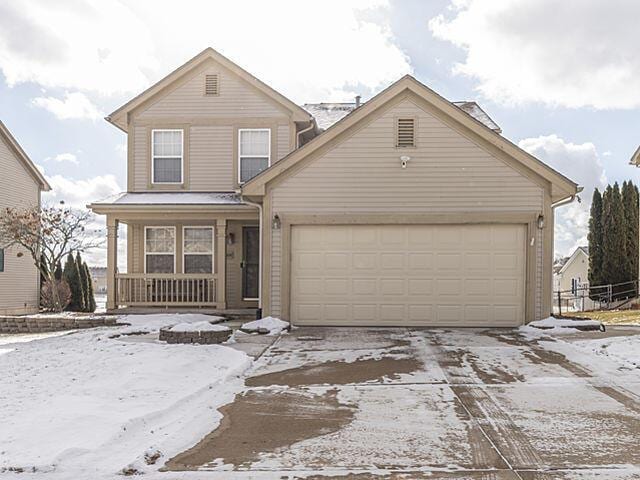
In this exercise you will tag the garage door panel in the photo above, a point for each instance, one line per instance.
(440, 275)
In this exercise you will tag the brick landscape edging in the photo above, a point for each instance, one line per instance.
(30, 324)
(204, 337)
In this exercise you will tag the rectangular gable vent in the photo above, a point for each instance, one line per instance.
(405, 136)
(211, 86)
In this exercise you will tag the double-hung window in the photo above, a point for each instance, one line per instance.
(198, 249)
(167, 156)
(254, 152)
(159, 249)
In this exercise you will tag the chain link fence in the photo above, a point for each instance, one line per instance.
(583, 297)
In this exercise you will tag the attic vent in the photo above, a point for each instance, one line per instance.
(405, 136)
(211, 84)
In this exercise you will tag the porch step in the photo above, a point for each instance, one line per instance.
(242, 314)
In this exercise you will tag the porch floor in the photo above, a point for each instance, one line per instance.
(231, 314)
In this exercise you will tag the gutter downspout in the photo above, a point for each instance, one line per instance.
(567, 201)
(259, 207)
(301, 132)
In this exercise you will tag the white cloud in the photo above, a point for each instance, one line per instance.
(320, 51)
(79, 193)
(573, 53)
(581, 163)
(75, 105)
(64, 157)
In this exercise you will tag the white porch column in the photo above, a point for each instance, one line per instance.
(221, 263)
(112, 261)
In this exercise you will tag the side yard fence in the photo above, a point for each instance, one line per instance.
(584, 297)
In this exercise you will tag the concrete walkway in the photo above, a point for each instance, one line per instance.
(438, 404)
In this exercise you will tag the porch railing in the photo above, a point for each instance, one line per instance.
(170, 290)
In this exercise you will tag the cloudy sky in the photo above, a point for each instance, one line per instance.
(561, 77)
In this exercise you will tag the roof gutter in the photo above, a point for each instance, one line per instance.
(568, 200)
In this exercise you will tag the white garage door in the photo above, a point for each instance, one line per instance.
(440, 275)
□ □ □ □
◆ STATED TASK
Reproduce all of the material exactly, apart from the pictures.

◆ ANSWER TO THIS EXERCISE
In this exercise you will tag the garage door panel in the photo above, a point for each instance, one line per instance.
(440, 275)
In this exercise you will tag the brick landscape edging in the photo above, a point for each instance, one line per instance.
(30, 324)
(204, 337)
In this exercise you will tag the rectangular gable vent in the photo above, a point for each instance, one line per instance.
(405, 136)
(211, 86)
In this exercise you will tag the double-hung window in the photo above, a point for each instance, one line per instance.
(198, 249)
(167, 156)
(254, 152)
(159, 249)
In this exercise you will tag the chain link fence in the photo above, a point for each instance, one line per instance.
(583, 297)
In this exercise you will tag the attic vent in the photo above, a point for each instance, one line per instance.
(405, 136)
(211, 84)
In this exercise you will tag the porch step in the photo above, a point for each instance, one line per instance.
(242, 314)
In this exercise you will tag the porch floor in the photo above, a point for each instance, one line per instance.
(231, 314)
In this exercise you will tag the gutter downspout in the photo above, a point for each instance, one line per instance.
(567, 201)
(259, 207)
(301, 132)
In this exercise you will tag the white cloud in the photo above, a point for each instance, one line per instance.
(320, 51)
(79, 193)
(573, 53)
(581, 163)
(75, 105)
(64, 157)
In this exercise you will tag the white porch column in the photo above, a point for each instance, one line per instance.
(221, 263)
(112, 261)
In this exercise you will tag the side yard fence in the photo above, a point for each instance, one line per instance.
(584, 297)
In this exercise you will tag the concrete walkway in the photo above, a point for each instance, one line per instance.
(438, 404)
In this exercise you will tag the porch railing in the photo above, a point for each instance, one line per instance.
(170, 290)
In this exercise you will tag the cloudy sky in the photo above, a point for each instance, one line per instance.
(561, 77)
In this exercise you will tag the roof gutter in the photo above, a point for each instance, one line per instance.
(568, 200)
In this exercise you will tag the white garage door in the photo above, a point for each instance, one line per instance.
(440, 275)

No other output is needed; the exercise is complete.